▶ **Directive A**: According to the README below, what minimum Python version is required?

Labels are stored as CSV files with format:

frame_number, column1, column2

column2 contains the exercise class: -1 for background, 0-16 for exercises
One label file per subject

Class Distribution

The dataset exhibits severe class imbalance:

Class 1: approximately 64,000 training frames (dominant class)
Classes 2-16: approximately 9,000-11,000 frames each

Installation

Prerequisites

Python 3.12 or higher
Virtual environment tool (venv)
uv package manager

Setup Instructions

Clone the repository and navigate to the project directory
Activate the virtual environment:

source .venv/bin/activate

Install dependencies using uv:

uv add torch torchvision
uv add opencv-python pandas scikit-learn
uv add matplotlib seaborn tensorboard
uv add tqdm pyyaml grad-cam

Note: The decord package is not available for macOS ARM architecture and is optional. OpenCV is used for video loading instead.

Quick Start Guide

This section provides the recommended sequence for implementing and running the complete pipeline.

▶ **Directive B**: Put the rows below, from the line with "Where can you spot the pink" up to and including the line with "pixel 523 251", into a JSON list of strings, one string per line and no blank lines.

▶ **The input**:
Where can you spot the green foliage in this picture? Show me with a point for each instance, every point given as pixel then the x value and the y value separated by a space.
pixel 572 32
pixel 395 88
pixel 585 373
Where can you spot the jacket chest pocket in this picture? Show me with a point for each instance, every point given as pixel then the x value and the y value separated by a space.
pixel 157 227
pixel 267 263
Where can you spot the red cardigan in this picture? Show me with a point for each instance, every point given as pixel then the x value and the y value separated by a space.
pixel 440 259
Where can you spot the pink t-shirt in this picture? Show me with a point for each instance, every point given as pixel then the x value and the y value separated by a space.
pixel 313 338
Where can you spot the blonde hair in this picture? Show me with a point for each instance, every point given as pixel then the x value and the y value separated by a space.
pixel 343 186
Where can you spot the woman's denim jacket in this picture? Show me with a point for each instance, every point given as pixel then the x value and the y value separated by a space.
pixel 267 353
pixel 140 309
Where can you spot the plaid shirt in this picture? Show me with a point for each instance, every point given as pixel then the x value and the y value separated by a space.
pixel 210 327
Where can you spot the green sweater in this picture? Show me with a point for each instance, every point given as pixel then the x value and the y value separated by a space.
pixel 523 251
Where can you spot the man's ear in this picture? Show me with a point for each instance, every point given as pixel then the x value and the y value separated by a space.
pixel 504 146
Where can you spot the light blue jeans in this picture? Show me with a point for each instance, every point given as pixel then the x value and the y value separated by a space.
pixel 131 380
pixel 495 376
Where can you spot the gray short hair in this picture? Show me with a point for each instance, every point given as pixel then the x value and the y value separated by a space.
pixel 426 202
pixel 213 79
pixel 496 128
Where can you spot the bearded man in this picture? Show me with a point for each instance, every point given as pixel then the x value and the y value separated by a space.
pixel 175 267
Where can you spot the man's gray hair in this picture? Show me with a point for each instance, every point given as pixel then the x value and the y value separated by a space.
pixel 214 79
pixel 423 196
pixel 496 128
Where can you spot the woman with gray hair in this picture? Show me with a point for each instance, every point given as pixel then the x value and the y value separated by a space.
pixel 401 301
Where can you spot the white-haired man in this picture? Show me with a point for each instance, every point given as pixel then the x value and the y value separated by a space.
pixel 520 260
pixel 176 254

▶ **Written answer A**: Python 3.12 or higher.

▶ **Written answer B**:
[
  "Where can you spot the pink t-shirt in this picture? Show me with a point for each instance, every point given as pixel then the x value and the y value separated by a space.",
  "pixel 313 338",
  "Where can you spot the blonde hair in this picture? Show me with a point for each instance, every point given as pixel then the x value and the y value separated by a space.",
  "pixel 343 186",
  "Where can you spot the woman's denim jacket in this picture? Show me with a point for each instance, every point given as pixel then the x value and the y value separated by a space.",
  "pixel 267 353",
  "pixel 140 309",
  "Where can you spot the plaid shirt in this picture? Show me with a point for each instance, every point given as pixel then the x value and the y value separated by a space.",
  "pixel 210 327",
  "Where can you spot the green sweater in this picture? Show me with a point for each instance, every point given as pixel then the x value and the y value separated by a space.",
  "pixel 523 251"
]